文書の抜粋
----------

昨年まで38万円だったのが、今年から48万円になった。
基礎控除というのは、
国民ひとりひとりが生活していくための最低保証として
誰でも一律公平に受けられる控除であった。
改正は、一見すると単に10万増えただけのようであるが、
高所得者にまで税負担の軽減効果を及ぼす必要は乏しいのではないかとの指摘がなされてきたこと等を踏まえ、
合計所得金額2,400万円超で控除額が逓減を開始し、2,500万円超で消失する仕組みとなった。
※財務省 平成30年度税制改正パンフレットより
「自分は合計所得金額2400万も稼いでないから関係ない」
そう考える人もいるかもしれない。
けれども、必ずしもそうとは言えない。
臨時収入があった場合などは特に注意が必要だ。
ポイントは、基準が『合計所得金額』とされているところである。
●合計所得金額とは
『合計所得金額』とは
次の(1)から(4)の合計金額のことです。
(1)事業所得、不動産所得、給与所得、総合課税の利子所得・配当所得・短期譲渡所得及び雑所得の合計額(損益通算後の金額)
(2)総合課税の長期譲渡所得と一時所得の合計額(損益通算後の金額)の2分の1の金額
(3)申告分離課税の所得がある場合には、それらの所得金額(長(短)期譲渡所得については特別控除前の金額)の合計額
(4)退職所得金額、山林所得金額
ただし、繰越控除※を受けている場合は、その適用前の金額をいいます。
※繰越控除
- 純損失や雑損失の繰越控除
- 居住用財産の買換え等の場合の譲渡損失の繰越控除
- 特定居住用財産の譲渡損失の繰越控除
- 上場株式等に係る譲渡損失の繰越控除
- 特定中小会社が発行した株式に係る譲渡損失の繰越控除
- 先物取引の差金等決済に係る損失の繰越控除
たとえば、
収入が給与だけの場合は、
給与所得控除後の金額が合計所得金額になります。

----------

データ行
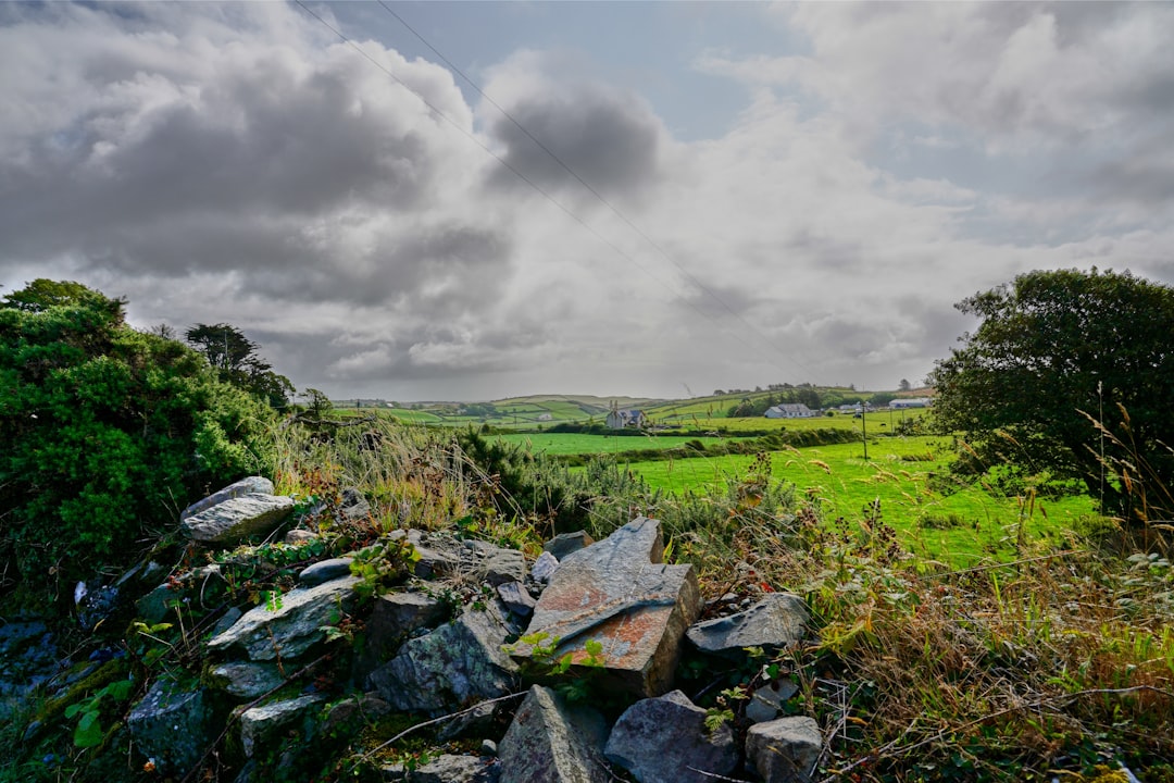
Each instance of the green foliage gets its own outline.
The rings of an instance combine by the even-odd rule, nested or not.
[[[269,414],[123,303],[36,281],[0,303],[0,560],[14,581],[89,576],[209,488],[269,461]]]
[[[937,426],[965,438],[971,461],[1079,480],[1134,520],[1174,512],[1158,491],[1174,485],[1174,289],[1128,272],[1034,271],[958,309],[981,323],[931,382]],[[1126,480],[1120,468],[1139,459],[1146,470]]]
[[[102,730],[101,717],[103,700],[107,697],[114,702],[124,702],[135,689],[134,680],[115,680],[95,691],[83,701],[75,702],[66,708],[67,720],[77,717],[77,725],[74,728],[73,741],[79,748],[96,748],[102,744],[106,733]]]
[[[355,553],[351,574],[363,581],[355,586],[359,598],[373,598],[402,582],[419,562],[420,553],[406,538],[384,538]]]
[[[231,324],[196,324],[183,335],[208,358],[221,380],[238,386],[274,407],[289,405],[294,384],[274,372],[274,366],[257,355],[261,347]]]

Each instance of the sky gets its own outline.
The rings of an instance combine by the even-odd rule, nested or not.
[[[1170,2],[0,4],[0,293],[387,400],[917,385],[1174,284]]]

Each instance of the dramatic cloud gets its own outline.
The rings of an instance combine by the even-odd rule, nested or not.
[[[377,7],[313,8],[351,41],[279,4],[0,7],[0,283],[404,400],[892,387],[1019,272],[1174,281],[1168,5],[761,6],[733,48],[622,9],[688,22],[679,61],[479,6],[460,40],[533,35],[465,54],[488,99]],[[744,100],[686,140],[635,83]]]

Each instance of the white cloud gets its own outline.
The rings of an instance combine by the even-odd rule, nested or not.
[[[618,216],[444,68],[359,41],[452,122],[296,7],[8,6],[0,282],[235,323],[338,396],[891,386],[966,328],[953,302],[1020,271],[1174,278],[1172,19],[784,6],[801,54],[699,43],[747,103],[695,142],[582,75],[606,49],[486,68]]]

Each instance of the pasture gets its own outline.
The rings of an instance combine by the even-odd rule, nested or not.
[[[788,450],[770,458],[771,477],[795,484],[797,493],[819,504],[825,519],[855,522],[879,511],[915,554],[954,566],[1014,556],[1028,541],[1061,540],[1095,512],[1084,497],[998,497],[979,485],[949,485],[949,438],[879,438],[869,444],[868,460],[862,444]],[[744,479],[753,461],[731,454],[623,467],[664,492],[707,495]]]

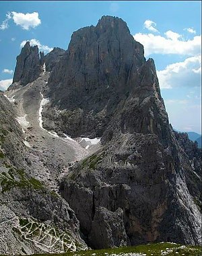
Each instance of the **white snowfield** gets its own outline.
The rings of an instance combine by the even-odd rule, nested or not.
[[[39,121],[39,126],[40,127],[43,129],[43,130],[45,130],[43,127],[42,127],[42,109],[43,109],[43,106],[46,104],[47,104],[48,102],[49,102],[49,99],[45,99],[44,98],[44,96],[41,93],[41,92],[40,93],[40,95],[42,96],[42,99],[40,101],[40,107],[39,107],[39,111],[38,111],[38,121]],[[53,134],[52,134],[53,135]]]
[[[7,97],[5,94],[4,96],[10,101],[10,102],[15,102],[15,99],[14,99],[15,95],[12,96],[11,98]]]
[[[27,140],[24,140],[24,144],[28,147],[31,147],[30,143]]]
[[[30,123],[26,120],[26,116],[27,115],[25,114],[24,116],[18,116],[17,118],[15,118],[23,128],[26,128],[30,125]]]
[[[45,72],[46,70],[46,63],[44,62],[44,65],[43,65],[43,71],[44,72]]]
[[[84,146],[86,149],[88,149],[89,147],[94,145],[97,145],[100,142],[100,138],[82,138],[81,140],[79,142],[80,145],[83,147]]]
[[[64,136],[65,136],[65,138],[67,138],[67,140],[71,140],[71,141],[76,142],[75,140],[73,140],[73,138],[71,138],[69,136],[65,134],[65,133],[63,133],[63,134],[64,134]]]

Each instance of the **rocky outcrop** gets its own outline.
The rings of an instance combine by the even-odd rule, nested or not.
[[[154,62],[145,60],[125,23],[103,17],[75,32],[48,84],[50,109],[61,111],[57,126],[75,136],[102,136],[102,149],[75,165],[61,187],[89,244],[201,243],[200,151],[188,140],[189,152],[172,131]],[[124,228],[120,222],[116,232],[127,238],[115,244],[104,220],[110,223],[119,209]]]
[[[63,232],[73,230],[84,245],[77,233],[78,220],[93,248],[201,243],[201,151],[172,130],[154,60],[145,60],[143,46],[125,22],[104,16],[97,26],[74,32],[67,51],[55,49],[40,55],[48,71],[44,74],[43,95],[50,100],[43,107],[43,128],[73,137],[102,136],[102,145],[68,168],[60,192],[69,207],[26,172],[19,172],[20,168],[27,170],[22,132],[13,134],[18,138],[13,142],[18,150],[15,158],[8,152],[9,132],[2,132],[0,155],[4,159],[7,152],[14,165],[11,174],[3,162],[1,169],[8,173],[3,174],[2,191],[8,193],[11,187],[8,198],[17,202],[15,209],[9,205],[9,211]],[[32,89],[27,92],[32,96]]]
[[[45,57],[46,70],[52,71],[55,65],[63,57],[65,51],[59,47],[54,47],[53,50]]]
[[[44,117],[71,136],[101,136],[145,62],[143,46],[121,19],[104,16],[79,29],[48,80],[52,106]],[[51,115],[53,107],[64,111]]]
[[[38,47],[27,42],[17,57],[13,82],[25,85],[36,79],[42,71]]]
[[[73,211],[34,177],[33,151],[25,146],[15,109],[2,93],[0,113],[0,254],[84,249]]]
[[[127,239],[123,210],[119,208],[113,212],[103,207],[96,208],[89,235],[92,247],[96,249],[124,247],[127,245]]]

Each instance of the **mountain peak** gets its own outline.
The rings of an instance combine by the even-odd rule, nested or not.
[[[104,16],[99,20],[97,28],[100,27],[101,29],[110,29],[117,28],[124,32],[130,33],[129,28],[128,28],[125,22],[122,19],[115,16]]]

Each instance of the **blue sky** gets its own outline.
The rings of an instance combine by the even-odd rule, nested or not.
[[[73,31],[103,15],[125,20],[156,63],[170,122],[201,133],[201,1],[0,1],[0,89],[27,40],[67,49]]]

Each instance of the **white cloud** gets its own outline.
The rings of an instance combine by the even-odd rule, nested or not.
[[[182,37],[181,34],[176,33],[175,32],[168,30],[164,33],[168,39],[171,39],[172,41],[178,41],[178,39]]]
[[[112,2],[110,5],[110,10],[112,12],[116,12],[119,9],[118,3]]]
[[[180,40],[178,34],[171,30],[167,31],[166,37],[153,34],[137,33],[135,40],[144,46],[145,55],[153,53],[181,54],[193,56],[201,53],[201,36],[195,36],[192,40]]]
[[[187,104],[189,103],[189,101],[186,99],[165,99],[165,103],[167,104]]]
[[[201,86],[201,55],[191,57],[183,62],[167,66],[164,70],[157,71],[160,88],[176,86]]]
[[[158,30],[155,28],[156,26],[156,23],[152,22],[152,20],[147,20],[144,22],[144,28],[152,32],[158,32]]]
[[[0,25],[0,29],[1,30],[4,30],[5,29],[7,29],[8,27],[9,27],[8,20],[3,20],[1,24]]]
[[[0,29],[1,30],[4,30],[5,29],[8,28],[9,24],[8,24],[8,21],[9,19],[11,19],[11,14],[8,12],[6,15],[6,19],[3,20],[1,23],[1,25],[0,25]]]
[[[13,82],[13,79],[1,80],[0,81],[0,90],[5,91]]]
[[[13,70],[7,70],[7,68],[5,68],[3,71],[2,71],[3,73],[6,73],[6,74],[13,74]]]
[[[193,28],[184,28],[184,30],[186,30],[186,31],[187,31],[191,34],[196,34],[196,32],[197,32],[196,30],[195,30]]]
[[[6,19],[0,25],[1,30],[8,28],[8,21],[12,19],[16,25],[20,26],[23,29],[28,30],[30,28],[35,28],[41,24],[38,12],[32,14],[22,14],[11,11],[6,14]]]
[[[43,51],[44,53],[49,53],[53,49],[53,48],[49,47],[47,45],[42,45],[39,41],[34,39],[31,39],[31,40],[27,40],[27,41],[24,40],[24,41],[21,43],[20,47],[23,47],[24,45],[26,43],[26,42],[28,41],[30,42],[31,46],[38,45],[38,49],[40,51]]]
[[[38,13],[33,12],[32,14],[22,14],[15,11],[11,12],[12,18],[16,25],[20,26],[23,29],[28,30],[30,28],[35,28],[40,25],[41,22],[38,18]]]

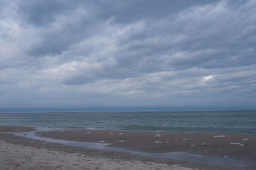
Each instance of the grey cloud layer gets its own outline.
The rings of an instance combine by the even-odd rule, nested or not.
[[[255,106],[255,1],[0,4],[3,105]]]

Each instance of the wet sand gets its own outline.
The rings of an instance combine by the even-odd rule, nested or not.
[[[160,136],[156,136],[156,134]],[[203,155],[226,155],[243,161],[256,162],[256,134],[78,130],[40,132],[36,135],[76,141],[104,141],[111,143],[109,146],[111,147],[141,152],[186,152]],[[120,141],[124,142],[118,142]],[[235,144],[230,144],[232,143]]]
[[[13,127],[12,129],[14,130],[13,131],[17,132],[17,130],[15,130],[17,128]],[[0,129],[3,129],[0,126]],[[22,131],[22,129],[20,129],[20,131]],[[118,133],[120,134],[121,132],[123,133],[122,135],[118,134]],[[156,136],[156,134],[159,134],[160,136]],[[226,155],[228,157],[236,158],[241,161],[256,162],[255,134],[156,132],[113,130],[76,130],[38,132],[36,132],[36,135],[45,138],[77,141],[99,143],[100,141],[105,141],[105,143],[111,144],[108,146],[120,147],[135,151],[152,153],[186,152],[204,155],[220,157],[224,157],[224,155]],[[225,135],[225,137],[213,137],[216,136],[221,136],[223,135]],[[188,139],[188,140],[184,139],[182,141],[182,139]],[[243,140],[244,139],[248,139],[248,140]],[[100,164],[100,159],[109,159],[115,160],[118,160],[120,162],[126,162],[125,161],[139,161],[140,163],[161,163],[168,165],[168,166],[176,164],[179,165],[179,166],[181,167],[189,167],[195,169],[256,169],[255,165],[244,168],[218,165],[202,165],[194,164],[189,161],[170,160],[168,159],[157,159],[116,152],[99,151],[90,148],[70,146],[54,143],[48,143],[45,145],[43,144],[42,141],[28,139],[26,136],[20,137],[12,134],[0,134],[0,140],[7,141],[12,144],[18,144],[19,146],[33,146],[39,148],[45,148],[47,150],[54,150],[58,152],[65,151],[71,153],[78,153],[80,154],[84,154],[87,157],[97,157],[98,159],[100,160],[99,164]],[[116,142],[117,141],[125,141],[125,142]],[[155,143],[156,141],[163,141],[163,143]],[[168,143],[166,143],[166,141],[168,141]],[[231,145],[230,143],[239,143],[244,145],[244,146],[241,146],[238,145]],[[195,146],[194,145],[195,145]],[[13,159],[13,160],[15,159]],[[44,162],[44,160],[42,161]],[[47,161],[49,162],[49,160]],[[102,162],[104,162],[104,160]],[[50,164],[51,162],[48,163]],[[125,164],[128,163],[126,162]],[[141,166],[142,167],[144,166],[143,165]],[[159,167],[160,169],[163,169],[162,167],[164,167],[161,166],[159,164]],[[104,168],[104,167],[106,168]],[[100,169],[108,169],[107,167],[107,165],[106,165],[106,166],[100,166]],[[74,167],[74,169],[75,169],[75,167]],[[117,166],[115,168],[118,169],[119,167],[120,167]],[[168,168],[170,167],[168,167]],[[128,167],[126,167],[125,169],[128,169]],[[88,169],[90,169],[88,168]]]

----------

文書の抜粋によると、基礎控除の控除額が逓減を始めるのは合計所得金額がいくらを超えたときか、答えてください。

課題の解答
合計所得金額が2,400万円を超えたとき。